__Records from a pointing dataset__
----------

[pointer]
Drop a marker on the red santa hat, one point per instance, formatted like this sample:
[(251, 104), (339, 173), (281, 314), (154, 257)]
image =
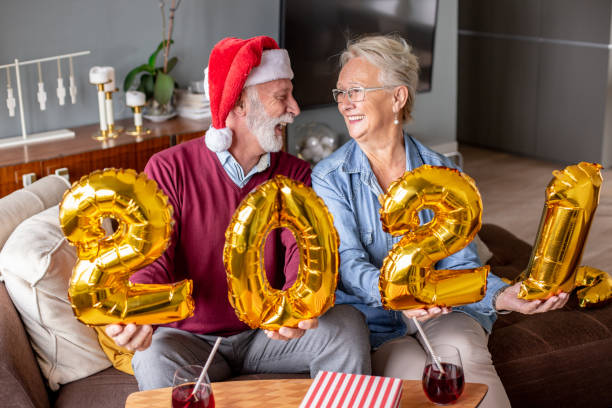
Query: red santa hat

----------

__What needs to be done__
Could you print every line of the material above verbatim, leaving the pictures out?

__Exercise response__
[pointer]
Drop a marker on the red santa hat, one point per instance, formatted like this sample:
[(251, 104), (339, 173), (281, 314), (154, 257)]
image =
Query: red santa hat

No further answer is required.